[Excerpts from point annotation data]
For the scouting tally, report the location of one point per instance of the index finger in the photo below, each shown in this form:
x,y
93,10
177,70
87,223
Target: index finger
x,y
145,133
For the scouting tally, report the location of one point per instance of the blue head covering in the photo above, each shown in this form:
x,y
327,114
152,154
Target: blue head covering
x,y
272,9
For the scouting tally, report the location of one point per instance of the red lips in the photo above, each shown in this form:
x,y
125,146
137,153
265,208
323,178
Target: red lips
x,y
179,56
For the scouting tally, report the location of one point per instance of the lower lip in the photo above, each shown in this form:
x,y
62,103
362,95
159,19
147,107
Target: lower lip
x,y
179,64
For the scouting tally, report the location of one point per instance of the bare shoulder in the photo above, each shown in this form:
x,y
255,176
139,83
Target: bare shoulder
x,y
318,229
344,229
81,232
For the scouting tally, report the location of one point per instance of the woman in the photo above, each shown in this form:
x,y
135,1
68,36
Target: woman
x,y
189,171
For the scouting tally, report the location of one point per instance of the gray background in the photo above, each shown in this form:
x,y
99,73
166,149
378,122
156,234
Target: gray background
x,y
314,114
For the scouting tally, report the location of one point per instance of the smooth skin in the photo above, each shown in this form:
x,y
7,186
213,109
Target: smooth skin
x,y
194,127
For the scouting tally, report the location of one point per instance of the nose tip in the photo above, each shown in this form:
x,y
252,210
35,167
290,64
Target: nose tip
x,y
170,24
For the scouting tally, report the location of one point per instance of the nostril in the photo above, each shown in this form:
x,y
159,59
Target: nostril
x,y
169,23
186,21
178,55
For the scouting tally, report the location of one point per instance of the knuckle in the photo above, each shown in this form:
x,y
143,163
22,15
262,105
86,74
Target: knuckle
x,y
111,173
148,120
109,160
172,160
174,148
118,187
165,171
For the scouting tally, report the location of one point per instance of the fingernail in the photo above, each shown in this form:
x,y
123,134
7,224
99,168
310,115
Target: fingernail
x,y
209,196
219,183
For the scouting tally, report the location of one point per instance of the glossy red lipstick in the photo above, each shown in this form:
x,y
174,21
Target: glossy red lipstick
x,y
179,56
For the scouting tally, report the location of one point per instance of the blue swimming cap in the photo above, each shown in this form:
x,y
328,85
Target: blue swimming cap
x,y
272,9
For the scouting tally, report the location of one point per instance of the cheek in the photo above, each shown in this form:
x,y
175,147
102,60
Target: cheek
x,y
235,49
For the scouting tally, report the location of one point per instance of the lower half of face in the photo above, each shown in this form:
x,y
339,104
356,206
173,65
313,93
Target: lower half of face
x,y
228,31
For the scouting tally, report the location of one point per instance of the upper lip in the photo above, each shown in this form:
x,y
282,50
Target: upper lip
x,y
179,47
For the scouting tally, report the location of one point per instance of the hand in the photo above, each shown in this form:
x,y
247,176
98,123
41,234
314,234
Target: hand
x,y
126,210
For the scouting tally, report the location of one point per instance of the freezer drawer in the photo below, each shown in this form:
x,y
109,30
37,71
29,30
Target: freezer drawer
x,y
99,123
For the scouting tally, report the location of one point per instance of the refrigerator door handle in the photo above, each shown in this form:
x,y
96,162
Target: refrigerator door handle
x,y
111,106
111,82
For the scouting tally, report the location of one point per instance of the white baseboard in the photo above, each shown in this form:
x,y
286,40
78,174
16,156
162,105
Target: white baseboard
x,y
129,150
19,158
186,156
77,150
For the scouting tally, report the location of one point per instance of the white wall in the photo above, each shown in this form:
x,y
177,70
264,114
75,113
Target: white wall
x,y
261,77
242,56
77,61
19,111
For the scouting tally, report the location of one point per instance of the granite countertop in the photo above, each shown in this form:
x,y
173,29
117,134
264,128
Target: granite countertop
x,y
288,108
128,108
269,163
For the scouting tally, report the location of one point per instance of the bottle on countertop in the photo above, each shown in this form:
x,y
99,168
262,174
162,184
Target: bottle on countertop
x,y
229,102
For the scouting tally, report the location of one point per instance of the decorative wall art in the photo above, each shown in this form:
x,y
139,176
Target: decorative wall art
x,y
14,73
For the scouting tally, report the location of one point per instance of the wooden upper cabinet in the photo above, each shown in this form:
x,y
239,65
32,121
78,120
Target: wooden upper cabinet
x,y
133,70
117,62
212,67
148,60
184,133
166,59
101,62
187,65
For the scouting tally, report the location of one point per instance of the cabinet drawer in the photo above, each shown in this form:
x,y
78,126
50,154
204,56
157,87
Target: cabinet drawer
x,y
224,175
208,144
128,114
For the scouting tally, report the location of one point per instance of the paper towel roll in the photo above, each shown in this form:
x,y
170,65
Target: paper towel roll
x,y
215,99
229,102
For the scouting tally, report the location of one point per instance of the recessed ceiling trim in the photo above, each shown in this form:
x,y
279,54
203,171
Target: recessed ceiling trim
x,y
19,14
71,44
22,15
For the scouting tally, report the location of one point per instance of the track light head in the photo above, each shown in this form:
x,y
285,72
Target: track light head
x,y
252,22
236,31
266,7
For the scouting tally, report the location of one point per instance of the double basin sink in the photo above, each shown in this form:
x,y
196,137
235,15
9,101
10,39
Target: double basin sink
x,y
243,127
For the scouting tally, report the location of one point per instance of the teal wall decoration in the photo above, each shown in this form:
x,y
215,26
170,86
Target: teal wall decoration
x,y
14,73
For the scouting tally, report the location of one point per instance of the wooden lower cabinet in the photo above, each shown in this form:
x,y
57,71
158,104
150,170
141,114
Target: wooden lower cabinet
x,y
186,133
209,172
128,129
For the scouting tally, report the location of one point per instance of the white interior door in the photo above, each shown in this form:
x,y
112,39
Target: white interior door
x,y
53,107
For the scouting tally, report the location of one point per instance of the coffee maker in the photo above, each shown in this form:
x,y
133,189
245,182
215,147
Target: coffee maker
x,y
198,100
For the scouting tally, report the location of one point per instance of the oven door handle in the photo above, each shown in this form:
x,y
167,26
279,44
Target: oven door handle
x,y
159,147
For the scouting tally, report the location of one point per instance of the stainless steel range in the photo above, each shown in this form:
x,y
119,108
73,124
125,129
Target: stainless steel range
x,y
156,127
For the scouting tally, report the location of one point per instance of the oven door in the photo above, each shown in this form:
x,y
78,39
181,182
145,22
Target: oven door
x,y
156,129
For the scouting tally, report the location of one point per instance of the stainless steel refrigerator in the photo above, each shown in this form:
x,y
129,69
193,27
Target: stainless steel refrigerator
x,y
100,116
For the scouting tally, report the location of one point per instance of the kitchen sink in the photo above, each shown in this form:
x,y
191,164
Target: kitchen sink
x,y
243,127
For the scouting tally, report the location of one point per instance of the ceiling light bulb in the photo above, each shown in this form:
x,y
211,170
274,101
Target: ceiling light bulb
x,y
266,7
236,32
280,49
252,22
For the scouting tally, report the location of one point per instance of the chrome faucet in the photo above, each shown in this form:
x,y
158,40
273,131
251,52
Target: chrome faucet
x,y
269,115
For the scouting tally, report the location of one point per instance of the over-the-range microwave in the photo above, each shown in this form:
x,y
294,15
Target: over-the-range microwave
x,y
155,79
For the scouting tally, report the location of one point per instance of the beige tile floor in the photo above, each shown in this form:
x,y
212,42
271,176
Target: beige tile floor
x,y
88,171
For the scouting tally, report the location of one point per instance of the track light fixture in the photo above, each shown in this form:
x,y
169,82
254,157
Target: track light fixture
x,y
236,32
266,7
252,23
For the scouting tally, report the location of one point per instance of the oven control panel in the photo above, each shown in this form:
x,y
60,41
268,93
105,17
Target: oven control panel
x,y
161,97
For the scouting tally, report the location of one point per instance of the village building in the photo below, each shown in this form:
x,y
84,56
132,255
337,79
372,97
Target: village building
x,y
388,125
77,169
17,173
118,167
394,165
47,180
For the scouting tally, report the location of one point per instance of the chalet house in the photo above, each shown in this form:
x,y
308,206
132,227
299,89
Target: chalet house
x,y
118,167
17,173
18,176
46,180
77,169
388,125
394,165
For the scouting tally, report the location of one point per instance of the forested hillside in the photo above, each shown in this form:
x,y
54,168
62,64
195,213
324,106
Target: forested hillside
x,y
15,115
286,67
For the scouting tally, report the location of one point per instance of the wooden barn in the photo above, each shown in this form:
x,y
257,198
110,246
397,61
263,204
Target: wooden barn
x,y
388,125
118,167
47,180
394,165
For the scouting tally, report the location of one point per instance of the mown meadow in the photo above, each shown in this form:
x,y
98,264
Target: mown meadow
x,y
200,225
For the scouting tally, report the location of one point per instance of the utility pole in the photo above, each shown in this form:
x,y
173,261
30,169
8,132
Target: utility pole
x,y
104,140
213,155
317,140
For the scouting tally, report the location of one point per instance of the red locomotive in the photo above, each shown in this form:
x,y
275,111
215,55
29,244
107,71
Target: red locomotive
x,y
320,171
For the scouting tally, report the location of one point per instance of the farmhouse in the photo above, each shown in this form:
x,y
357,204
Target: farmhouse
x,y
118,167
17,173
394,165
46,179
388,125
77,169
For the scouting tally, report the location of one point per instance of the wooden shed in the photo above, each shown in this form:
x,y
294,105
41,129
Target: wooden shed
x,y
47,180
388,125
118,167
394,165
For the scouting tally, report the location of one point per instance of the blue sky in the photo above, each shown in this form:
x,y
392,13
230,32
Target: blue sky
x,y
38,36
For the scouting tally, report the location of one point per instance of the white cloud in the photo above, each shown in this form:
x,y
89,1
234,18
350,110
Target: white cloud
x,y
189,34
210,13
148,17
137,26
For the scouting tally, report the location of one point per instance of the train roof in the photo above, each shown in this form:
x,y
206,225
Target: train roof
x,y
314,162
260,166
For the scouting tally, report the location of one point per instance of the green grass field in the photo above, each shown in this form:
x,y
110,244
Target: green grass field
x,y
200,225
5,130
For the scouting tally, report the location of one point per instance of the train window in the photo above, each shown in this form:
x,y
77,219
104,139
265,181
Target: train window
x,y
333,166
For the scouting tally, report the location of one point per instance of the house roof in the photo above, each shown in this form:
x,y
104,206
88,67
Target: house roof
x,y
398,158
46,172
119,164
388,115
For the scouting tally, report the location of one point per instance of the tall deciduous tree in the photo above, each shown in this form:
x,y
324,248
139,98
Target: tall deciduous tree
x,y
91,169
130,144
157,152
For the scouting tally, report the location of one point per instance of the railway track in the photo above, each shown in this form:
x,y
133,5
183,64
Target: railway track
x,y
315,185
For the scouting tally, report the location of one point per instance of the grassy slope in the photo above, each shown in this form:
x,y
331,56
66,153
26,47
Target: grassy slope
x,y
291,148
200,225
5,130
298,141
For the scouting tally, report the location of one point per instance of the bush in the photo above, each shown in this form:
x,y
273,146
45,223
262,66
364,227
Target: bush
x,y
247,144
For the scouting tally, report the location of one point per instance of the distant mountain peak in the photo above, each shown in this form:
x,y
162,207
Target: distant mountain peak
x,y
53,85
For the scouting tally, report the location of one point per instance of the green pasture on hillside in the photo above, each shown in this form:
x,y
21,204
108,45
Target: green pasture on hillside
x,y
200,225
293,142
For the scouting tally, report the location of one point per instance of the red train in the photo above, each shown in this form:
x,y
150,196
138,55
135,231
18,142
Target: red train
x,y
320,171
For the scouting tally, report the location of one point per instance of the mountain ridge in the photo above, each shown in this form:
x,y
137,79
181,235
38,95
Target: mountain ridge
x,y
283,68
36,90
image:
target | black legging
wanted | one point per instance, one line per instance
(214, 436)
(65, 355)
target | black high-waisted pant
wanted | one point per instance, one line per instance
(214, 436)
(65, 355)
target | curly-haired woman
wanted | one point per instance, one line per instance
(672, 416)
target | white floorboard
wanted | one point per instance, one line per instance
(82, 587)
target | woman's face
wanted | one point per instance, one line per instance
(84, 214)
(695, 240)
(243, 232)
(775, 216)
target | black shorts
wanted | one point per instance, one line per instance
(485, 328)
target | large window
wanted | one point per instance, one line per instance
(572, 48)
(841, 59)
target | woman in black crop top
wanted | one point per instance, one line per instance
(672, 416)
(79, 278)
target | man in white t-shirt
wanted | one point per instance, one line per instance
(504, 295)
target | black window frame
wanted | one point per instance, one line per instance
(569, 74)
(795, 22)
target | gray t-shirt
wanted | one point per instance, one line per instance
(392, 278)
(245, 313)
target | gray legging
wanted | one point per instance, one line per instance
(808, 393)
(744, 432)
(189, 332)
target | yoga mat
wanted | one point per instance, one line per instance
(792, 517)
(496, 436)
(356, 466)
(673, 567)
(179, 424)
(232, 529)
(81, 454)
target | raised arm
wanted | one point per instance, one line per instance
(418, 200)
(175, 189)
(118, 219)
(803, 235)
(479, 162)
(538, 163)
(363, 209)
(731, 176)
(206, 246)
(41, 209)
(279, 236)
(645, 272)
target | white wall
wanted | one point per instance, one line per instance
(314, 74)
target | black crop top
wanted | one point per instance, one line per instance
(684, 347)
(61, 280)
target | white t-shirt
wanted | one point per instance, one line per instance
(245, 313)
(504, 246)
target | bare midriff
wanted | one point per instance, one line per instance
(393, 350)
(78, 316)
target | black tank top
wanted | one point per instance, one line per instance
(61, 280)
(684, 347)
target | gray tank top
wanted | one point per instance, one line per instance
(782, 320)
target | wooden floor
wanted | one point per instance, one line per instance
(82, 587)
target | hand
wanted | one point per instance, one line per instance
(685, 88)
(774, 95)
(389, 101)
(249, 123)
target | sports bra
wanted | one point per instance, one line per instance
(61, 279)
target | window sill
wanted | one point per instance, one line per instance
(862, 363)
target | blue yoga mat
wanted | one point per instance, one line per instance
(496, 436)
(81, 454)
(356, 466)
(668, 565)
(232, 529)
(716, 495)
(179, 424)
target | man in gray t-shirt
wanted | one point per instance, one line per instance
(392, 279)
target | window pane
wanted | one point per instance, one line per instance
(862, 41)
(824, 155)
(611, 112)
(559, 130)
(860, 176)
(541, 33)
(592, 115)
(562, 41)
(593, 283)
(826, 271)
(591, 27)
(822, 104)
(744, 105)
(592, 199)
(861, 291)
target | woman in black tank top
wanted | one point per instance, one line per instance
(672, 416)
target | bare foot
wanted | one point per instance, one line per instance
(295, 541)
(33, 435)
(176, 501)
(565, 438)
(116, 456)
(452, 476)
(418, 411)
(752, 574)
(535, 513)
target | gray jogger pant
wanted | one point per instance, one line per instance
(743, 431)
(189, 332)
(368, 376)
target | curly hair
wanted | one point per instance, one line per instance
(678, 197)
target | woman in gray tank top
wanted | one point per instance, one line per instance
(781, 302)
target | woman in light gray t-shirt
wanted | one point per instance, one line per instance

> THE EXERCISE: Quote exactly and only the lines from the one holding "target | hand" through the end of the data.

> SOLUTION BELOW:
target | hand
wanted | one point per instance, one line per instance
(685, 88)
(774, 95)
(389, 101)
(249, 123)
target | sports bra
wanted | one point per instance, one line per instance
(61, 279)
target | window sill
wanted | one point per instance, one line per instance
(862, 363)
target | blue yoga mat
wanted | one point per instance, one line per instance
(496, 436)
(81, 454)
(356, 466)
(668, 565)
(232, 529)
(716, 495)
(179, 424)
target | man in gray t-shirt
wanted | one point per instance, one line per instance
(392, 279)
target | window pane
wanted | one point per instance, one line per instance
(862, 41)
(824, 155)
(611, 112)
(559, 130)
(860, 176)
(541, 33)
(592, 115)
(562, 41)
(593, 283)
(826, 271)
(591, 27)
(822, 104)
(744, 105)
(592, 199)
(861, 291)
target | woman in black tank top
wanted | one point per instance, one line per instance
(672, 416)
target | bare foot
wanted | one point per instance, one line per instance
(295, 541)
(33, 435)
(176, 501)
(565, 438)
(116, 456)
(452, 476)
(418, 411)
(752, 574)
(535, 513)
target | gray jogger pant
wanted | one point per instance, one line per instance
(743, 431)
(189, 332)
(368, 376)
target | curly hair
wanted | one point per instance, one line per instance
(678, 197)
target | woman in gray tank top
wanted | one point per instance, one line per instance
(781, 302)
target | woman in light gray t-shirt
wanted | one point per instance, one line per instance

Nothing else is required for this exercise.